[COMPLETE THE FOLLOWING]
**A.** In the passage on U.S.–Brazil relations, which two countries negotiated the nuclear fuel swap with Iran?
**B.** Pick up the passage on U.S.–Brazil relations after its final sentence and write what comes next.

Relations between the United States and Brazil have always been complex, with many common interests in Latin America’s military and economic stability, and differences over everything from Cuba and Honduras policy to U.S. cotton subsidies and ethanol tariffs. Brazil has long struggled to balance friendship with the United States and independence from Washington, but even more now as one of the emerging so-called BRIC powers (Brazil, Russia, India and China). The Obama administration, meanwhile, is struggling with its commitment to multilateralism and the reality of these countries’ rising influence.

In the last year, disputes with Brazil have arisen over the U.S. agreement to use eight Colombian bases for military training, the coup in Honduras against President Manuel Zelaya — and U.S. support for the subsequently elected government of President Porfirio Lobo — and now over a nuclear fuel swap with Iran negotiated by Brazil and Turkey and rejected by the Obama administration in favor of economic sanctions.

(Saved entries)
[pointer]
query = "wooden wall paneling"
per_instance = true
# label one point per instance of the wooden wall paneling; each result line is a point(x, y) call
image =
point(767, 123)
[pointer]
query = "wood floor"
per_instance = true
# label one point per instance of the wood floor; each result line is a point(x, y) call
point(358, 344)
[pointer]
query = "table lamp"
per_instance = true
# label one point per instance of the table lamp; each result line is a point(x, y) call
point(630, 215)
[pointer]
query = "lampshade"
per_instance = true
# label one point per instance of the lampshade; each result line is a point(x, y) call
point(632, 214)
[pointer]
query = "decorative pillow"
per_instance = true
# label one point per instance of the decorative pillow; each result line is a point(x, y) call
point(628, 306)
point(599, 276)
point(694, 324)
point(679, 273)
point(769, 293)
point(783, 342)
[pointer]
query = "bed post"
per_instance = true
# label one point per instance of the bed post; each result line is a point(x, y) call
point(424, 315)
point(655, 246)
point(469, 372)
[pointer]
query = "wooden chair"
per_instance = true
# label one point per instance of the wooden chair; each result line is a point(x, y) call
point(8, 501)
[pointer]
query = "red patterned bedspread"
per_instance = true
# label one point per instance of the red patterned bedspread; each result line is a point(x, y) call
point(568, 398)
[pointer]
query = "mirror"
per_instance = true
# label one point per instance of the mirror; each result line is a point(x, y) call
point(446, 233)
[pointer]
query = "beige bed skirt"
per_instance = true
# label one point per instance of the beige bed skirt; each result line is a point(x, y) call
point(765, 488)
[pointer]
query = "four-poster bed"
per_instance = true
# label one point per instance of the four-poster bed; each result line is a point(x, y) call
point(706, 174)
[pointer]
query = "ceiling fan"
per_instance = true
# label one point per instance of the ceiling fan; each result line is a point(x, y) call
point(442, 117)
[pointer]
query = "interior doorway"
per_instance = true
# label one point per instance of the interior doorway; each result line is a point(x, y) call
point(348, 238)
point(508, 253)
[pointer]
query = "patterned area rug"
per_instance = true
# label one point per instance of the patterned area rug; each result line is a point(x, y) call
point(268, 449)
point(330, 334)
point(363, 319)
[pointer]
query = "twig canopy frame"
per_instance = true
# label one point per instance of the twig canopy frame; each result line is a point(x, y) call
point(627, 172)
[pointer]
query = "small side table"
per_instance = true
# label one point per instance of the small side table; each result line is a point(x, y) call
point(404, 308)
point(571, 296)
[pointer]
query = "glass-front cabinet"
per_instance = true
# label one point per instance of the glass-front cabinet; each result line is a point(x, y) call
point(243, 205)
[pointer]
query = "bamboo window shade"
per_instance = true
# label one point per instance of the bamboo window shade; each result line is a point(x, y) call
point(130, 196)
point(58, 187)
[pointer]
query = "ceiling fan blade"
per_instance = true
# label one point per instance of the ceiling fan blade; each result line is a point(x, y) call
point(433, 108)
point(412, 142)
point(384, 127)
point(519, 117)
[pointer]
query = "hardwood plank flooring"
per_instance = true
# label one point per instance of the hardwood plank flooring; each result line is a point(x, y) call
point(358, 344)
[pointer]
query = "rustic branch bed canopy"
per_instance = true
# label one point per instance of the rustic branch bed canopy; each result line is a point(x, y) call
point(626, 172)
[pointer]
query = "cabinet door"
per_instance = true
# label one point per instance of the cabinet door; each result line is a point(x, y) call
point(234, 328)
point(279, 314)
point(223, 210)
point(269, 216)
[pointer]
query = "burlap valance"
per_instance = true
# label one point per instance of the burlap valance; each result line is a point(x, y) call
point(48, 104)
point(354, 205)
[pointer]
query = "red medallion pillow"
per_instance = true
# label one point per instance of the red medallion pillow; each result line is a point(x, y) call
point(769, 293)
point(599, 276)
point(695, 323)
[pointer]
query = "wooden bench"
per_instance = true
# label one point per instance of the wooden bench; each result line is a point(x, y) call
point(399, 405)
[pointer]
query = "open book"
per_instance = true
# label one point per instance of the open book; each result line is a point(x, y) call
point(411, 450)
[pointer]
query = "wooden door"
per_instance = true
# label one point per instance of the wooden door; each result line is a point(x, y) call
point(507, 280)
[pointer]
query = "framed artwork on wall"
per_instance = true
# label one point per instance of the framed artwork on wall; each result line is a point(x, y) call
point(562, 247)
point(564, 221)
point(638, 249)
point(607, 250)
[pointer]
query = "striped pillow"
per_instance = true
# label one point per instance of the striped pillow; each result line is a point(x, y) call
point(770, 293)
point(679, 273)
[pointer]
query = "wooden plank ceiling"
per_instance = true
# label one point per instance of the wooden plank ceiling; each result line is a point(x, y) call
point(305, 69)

[SOLVED TASKS]
**A.** Brazil and Turkey.

**B.**
Communications between Washington and Brasilia over Iran’s uranium enrichment program appear to have been poor. Given the experience of the Iraq war, Brazil sees economic sanctions as a precursor to the use of military force. President Luiz Inacio Lula da Silva apparently believed he had received a green light from President Obama to seek an alternative that would get the U.S. and Iran back to the negotiating table. The administration seems to have thought it adequately signaled that it would proceed with sanctions regardless. Still, although Brazil and Turkey voted against sanctions at the United Nations, once they were adopted by the rest of the Security Council, Lula made clear that his government would abide by them. And that’s the bottom line.

U.S.-Brazil relations go far beyond Iran. Defense Secretary Robert M. Gates and his Brazilian counterpart recently signed a military cooperation agreement. Brazil is a partner in rebuilding Haiti. And the two countries have made progress in trade negotiations. Moving forward, the Obama administration likely will have to “agree to disagree” with Brazil on some issues, as it does with Russia and China, while seeking new areas of accord. If Brazil wants to leverage its economic power on the international political stage, it will have to be a more careful, perhaps more sophisticated interlocutor. Lula should use the force of his personality and popularity in the last months of his presidency to promote friendship with the United States and deliver a healthy binational relationship to his successor.